## Using the information
**A.** According to the abstract on mycophenolate mofetil in diffuse systemic sclerosis, why are placebo-controlled studies still needed? Answer in one to three sentences.
**B.** For each statement, decide whether the abstract on mycophenolate mofetil in diffuse systemic sclerosis supports it. Answer yes or no, and quote the deciding words.
(i) Cyclophosphamide is the only agent with randomised controlled data suggesting efficacy against skin thickening.
(ii) Patients had to be treated with MMF for at least two years to be included.
(iii) Two participants stopped MMF because of adverse effects.
**C.** Translate this sentence from the abstract on mycophenolate mofetil in diffuse systemic sclerosis into Spanish: "MMF was associated with improved skin scores and was well tolerated in the treatment of dSSc."

## Source text
--- --- ---

Background Skin involvement in diffuse systemic sclerosis (dSSc) is progressive and can be extremely debilitating, however, treatment options remain limited. Although many disease modifying agents have been examined in dSSc, only cyclophosphamide has randomised controlled data suggesting efficacy in the treatment of skin thickening.1 Several observational studies suggest benefit in skin disease with mycophenolate mofetil (MMF) therapy;2 which, given its more favourable side effect profile, would be a preferable alternative to cyclophosphamide.

Objectives To assess the long-term efficacy and tolerability of MMF in patients with dSSc in the Australian Scleroderma Cohort Study.

Methods The Australian Scleroderma Cohort Study is a longitudinal study of disease outcomes in patients with SSc. Patients with dSSc and baseline modified Rodnan skin score (mRSS) ≥12 who were treated for a minimum twelve months with MMF for the primary indication of skin disease were included, and their prospectively collected data were retrieved. The proportion with clinically significant improvement in skin scores (defined as reduction in mRSS≥4 from baseline) and stable disease (change in mRSS <4) were compared to those with clinical deterioration (increase in mRSS≥4) as well as adverse effects resultant of therapy.

Results 74 participants were identified and of these, 44 met inclusion criteria. The mean age of participants was 53±12 years and 36 (82%) were female. The mean duration of disease at MMF commencement was 4.9±4.3 years, with 23 participants (52%) commencing MMF within 2.5 years. The mean duration of therapy was 2.7±1.7 years. The mean mRSS at baseline was 25.3 with a reduction of 3.7 (p-value <0.01) after one year of therapy and a mean total reduction in mRSS of 8.0 (p-value <0.01). Response to treatment was not affected by disease duration at onset of MMF therapy as expected. Over the first year of therapy, 24 participants (48%) demonstrated clinically significant improvement in skin scores, increasing to 92% clinically improved after four years of therapy. MMF was well tolerated, with two participants (5%) ceasing the drug due to adverse effects.

Conclusions MMF was associated with improved skin scores and was well tolerated in the treatment of dSSc. Given the natural history of dSSc where skin involvement can spontaneously improve, placebo-controlled studies are required to confirm whether improvement can be attributed to MMF therapy.

  1. Tashkin DP, Elashoff R, Clements PJ, Goldin J, Roth MD, Furst DE et al. Cyclophosphamide versus Placebo in Scleroderma Lung Disease. NEJM. 2006; 354(25):2655–66.

  2. Mendoza FA, Nagle SJ, Lee JB, Jimenez SA. prospective observational study of mycophenolate mofetil treatment in progressive diffuse cutaneous systemic sclerosis of recent onset. Ann Rheum Dis. 2012; 39(6):1241–7.

--- --- ---

## Data for review
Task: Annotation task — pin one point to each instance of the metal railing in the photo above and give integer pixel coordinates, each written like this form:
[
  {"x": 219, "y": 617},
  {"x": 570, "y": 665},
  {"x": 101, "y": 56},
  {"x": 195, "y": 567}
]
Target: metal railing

--- --- ---

## Answers for this exercise
**A.** Skin involvement in diffuse systemic sclerosis can improve on its own as part of the disease's natural history. Placebo-controlled studies are therefore needed to confirm whether the improvement seen can be attributed to MMF therapy.

**B.**
(i) Yes: "only cyclophosphamide has randomised controlled data suggesting efficacy in the treatment of skin thickening"
(ii) No: "treated for a minimum twelve months with MMF"
(iii) Yes: "two participants (5%) ceasing the drug due to adverse effects"

**C.** El MMF se asoció con una mejoría de las puntuaciones cutáneas y fue bien tolerado en el tratamiento de la dSSc.